→ Text passage
>>

These results are really surprising. Chrome on OS X manages to push Flash higher then even Windows based browsers. I was so surprised I ended up rebooting and running the test again just to make sure something wasn’t wrong. We’re starting to see a trend where HTML5 on average runs slower for Canvas based animations and I’ll explain why a bit further below. Linux takes a huge performance hit in this test but the percentage difference mirrors the other platforms exactly. With Nvidia drivers I’d imagine the real numbers would be closer to Mac performance.
Text Column Test
This test is designed to push the text layout and rendering engine in HTML and Flash. The test utilizes custom fonts introduced with CSS3 as well as multibyte character string. This is my least favorite test in the group because it doesn’t simulate any real world test cases, however it should provide a good estimate of how quickly a page full of text can be calculated. I call it the “iceberg” test since 80% of the hit on the CPU happens outside the renderable view. It works because although text that overflows outside the textblock doesn’t get rendered, it does have to get calculated in order to know how many lines of text can be scrolled. HTML pages do this all the time when you load a site with text below the fold.
HTML5 | Flash 10 | |
---|---|---|
Windows 7 | ||
Internet Explorer 8.0.7600 | 21.79* | 1.51 |
Firefox 3.6.3 | 24.7 | 1.5 |
Chrome 4.1.249 | 23.58* | 1.44 |
Opera 10.53 | 21.16 | 1.49 |
Safari 4.0.5 | 30* | 1.46 |
Avg (24.24) fps |
Avg (1.48) fps |
|
Snow Leopard | ||
Safari 4.0.5 | 27.26 | 16.24 |
Firefox 3.6.3 | 23.61 | 18.71 |
Chrome 5.0.342 | 26.07* | 22.85 |
Opera 10.10 | 22.72 | 15.22 |
Avg (24.91) fps |
Avg (18.25) fps |
|
Linux Mint | ||
Firefox 3.5.9 | 25.89 | 11.67 |
*Safari continues to show problems on PC. Safari reports 30 fps but it looks like it’s running at 10 fps. I’ve included the results but they’re really wrong.
*Internet Explorer renders the view, but is unable to display the custom fonts.
*Chrome on both platforms is unable to render the Jedi custom font.
I didn’t have time to investigate whether the super slow PC performance in Flash is my fault or Adobe’s, but I expect that will be uncovered soon enough. As for the general differences between HTML and Flash in the text test, this is exactly what I was expecting. HTML was built for text rendering and this is further proof that browsers do this best.
GUIMark Mobile
The Vector and Bitmap tests have been ported into miniature forms to test on mobile devices with a minimum resolution of 320×480. This is the area I imagine will see a lot of updates over the next 6 months. I’ve ordered the results by the release date of each phone tested.
HTML5 Vector | HTML5 Bitmap | Flash Vector | Flash Bitmap | |
---|---|---|---|---|
Palm Pre c/o Kevin O’Shea | 21.46 | 32.89 | ||
iPhone 3GS | 10.79 | 12.86 | ||
Motorola Droid | 8.95 | 12.59 | ||
Nokia N900 Flash 9 | 9.51 | 9.65 | 16.69 | 19.78 |
Nexus One | 15.86 | 18.83 | ||
HTC HD2 c/o Matt Emory | 10.43 | 17.59 | 29.91 | 37.62 |
Two phones running the Flash player isn’t conclusive evidence about Flash’s performance in general in the mobile space, but it does cast immediate doubts on claims that Flash is slow on ARM based smart phones. Meanwhile, if you want the best performance in HTML5 based web content, Palm Pre and Nexus One are sitting at the top of the pile. If you have results you’d like to see added to the chart, you can email results to mech {at} craftymind dot com.

<<

→ Data shown
>>

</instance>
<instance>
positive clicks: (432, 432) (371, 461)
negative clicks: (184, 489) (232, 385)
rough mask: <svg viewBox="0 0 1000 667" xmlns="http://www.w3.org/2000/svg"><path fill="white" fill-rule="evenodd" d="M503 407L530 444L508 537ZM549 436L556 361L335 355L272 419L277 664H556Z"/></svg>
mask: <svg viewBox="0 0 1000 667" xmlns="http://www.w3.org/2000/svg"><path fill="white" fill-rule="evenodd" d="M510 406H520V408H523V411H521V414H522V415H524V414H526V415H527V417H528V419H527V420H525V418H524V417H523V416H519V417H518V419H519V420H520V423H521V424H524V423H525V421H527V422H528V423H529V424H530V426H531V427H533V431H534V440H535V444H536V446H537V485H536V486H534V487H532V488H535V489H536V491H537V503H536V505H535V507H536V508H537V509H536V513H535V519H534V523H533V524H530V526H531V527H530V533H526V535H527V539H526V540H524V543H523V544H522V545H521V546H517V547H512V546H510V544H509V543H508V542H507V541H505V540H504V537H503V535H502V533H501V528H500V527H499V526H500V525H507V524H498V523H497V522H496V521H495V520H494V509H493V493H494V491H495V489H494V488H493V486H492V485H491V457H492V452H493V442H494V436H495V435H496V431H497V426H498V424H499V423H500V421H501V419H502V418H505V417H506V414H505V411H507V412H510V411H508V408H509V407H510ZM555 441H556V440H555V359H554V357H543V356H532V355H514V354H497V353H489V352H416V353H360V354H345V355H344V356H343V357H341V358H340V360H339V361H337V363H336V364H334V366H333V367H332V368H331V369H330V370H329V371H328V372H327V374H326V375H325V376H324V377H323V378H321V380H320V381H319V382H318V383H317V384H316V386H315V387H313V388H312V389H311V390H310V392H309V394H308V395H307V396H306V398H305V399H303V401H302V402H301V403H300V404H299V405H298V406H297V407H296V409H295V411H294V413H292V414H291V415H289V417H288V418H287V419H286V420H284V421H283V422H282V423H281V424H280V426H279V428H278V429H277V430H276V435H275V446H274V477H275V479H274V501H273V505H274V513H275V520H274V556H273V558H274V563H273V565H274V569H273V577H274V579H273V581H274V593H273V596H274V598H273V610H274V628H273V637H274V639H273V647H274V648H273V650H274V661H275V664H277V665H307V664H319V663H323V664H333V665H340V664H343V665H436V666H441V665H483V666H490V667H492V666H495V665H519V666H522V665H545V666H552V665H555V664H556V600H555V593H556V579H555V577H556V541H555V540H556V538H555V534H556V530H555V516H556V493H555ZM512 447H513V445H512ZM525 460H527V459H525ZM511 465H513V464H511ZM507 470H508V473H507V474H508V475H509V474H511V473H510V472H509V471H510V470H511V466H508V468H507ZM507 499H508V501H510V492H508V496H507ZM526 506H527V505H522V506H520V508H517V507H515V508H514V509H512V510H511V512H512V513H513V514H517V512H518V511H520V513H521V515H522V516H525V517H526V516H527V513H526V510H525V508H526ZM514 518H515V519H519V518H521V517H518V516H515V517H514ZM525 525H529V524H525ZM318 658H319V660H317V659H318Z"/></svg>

<<

→ Task set
1. In the HTML5 and Flash benchmark text, why is the text column test called the "iceberg" test? Explain in one to three sentences.
2. Extend the HTML5 and Flash benchmark text, picking up right after its final sentence.

→ Solved problems
1. It gets that name because 80% of the CPU load in the test happens outside the renderable view. Text that overflows the textblock is not rendered. It still has to be calculated, though, so the engine knows how many lines of text can be scrolled.

2.
What about video comparison?
I had really hoped to add a video test to this benchmark but I quickly found out there’s no reliable way to record rendering performance for video objects. As far as I can tell, HTML5 video doesn’t provide an api to catch frame dropping events, or a way to determine the playback fps. Blindly running a Timer object on the main thread didn’t seem to help either. At that point I didn’t even bother seeing what hurdles Flash had to testing playback.
Parsing the Results
I imagine half of the people reading this page will have one of two thoughts at this point, “Who cares if HTML5 is slower, I just want Flash to die” and “HTML5 is still brand new, it’s going to get a lot faster”. While I’m not interested in addressing the first point, developers should have context around the second point. There is a fundamental difference between the rendering models used in HTML5 Canvas and Flash which heavily influence the performance divide. The difference is, Canvas uses an immediate mode renderer while Flash uses a retained mode renderer.
When you write a line of javascript that draws a vector or bitmap to a Canvas the browser will immediately render that change before moving on to the next line of javascript. Since the browser has to block that line of javascript while rendering, it means the environment is most efficient when running on a single thread. Text rendering on the other hand occurs at the end of the event loop, behaving more like Flash.
In contrast, Flash commits all renderable changes to an internal store, and after the main event loop finishes processing user code it hands out rendering tasks to all available cores. As a result, Flash scales with both the speed of your processor cores and the number of cores available. Here’s an illustration to better understand.
Theoretically you might achieve twice the performance in Flash on a dual core system, but in practice there is overhead that you need to take into account like z ordering, bounds checking and re-compositing, and dividing tasks between cores is never perfect. All of this might not seem like a big deal to HTML5 developers, but the truth is the next 10 years are going to be dominated by increases to cpu core count, not single threaded execution speed. You can already see the results of this on a quad core i7 2.67 GHz processor.
Windows 7 Firefox 3.6.3 | HTML5 Bitmap Game – 6.07 fps | Flash 10 Bitmap Game – 30.1 fps |
HTML5 Canvas performance saw virtually no increase jumping to 4 cores, while Flash performance nearly doubled. Without a major shift in execution processing, Javascript based animations and interactions are going to remain stagnate over the coming years. Unfortunately I don’t see that change coming. All the talks of multithreading coming from browser vendors right now is between the browser interface and the html view, but not the HTML rendering model.
HTML5 video is largely exempt from this problem however. While the video api exposes hooks to the main thread for playback control, all rendering and sound is processed under the hood on secondary threads. As a result, media performance increases with GPU and CPU cores.
TL;DR
There is no doubt that HTML5 adoption will grow significantly in the next 2 years, and that more and more content will be targeted to SVG and Canvas implementations. But developers need to be cautious with adopting one technology or another wholesale. HTML5 may not be fast, but it is proficient at a good amount of tasks. If you need static or limited interactive content on your website, HTML5 will soon be your best option. If you need complex interactive content, you’re probably better targeting Flash. As for me, you’ll find me abusing the hell out of both technologies and posting the results to this blog.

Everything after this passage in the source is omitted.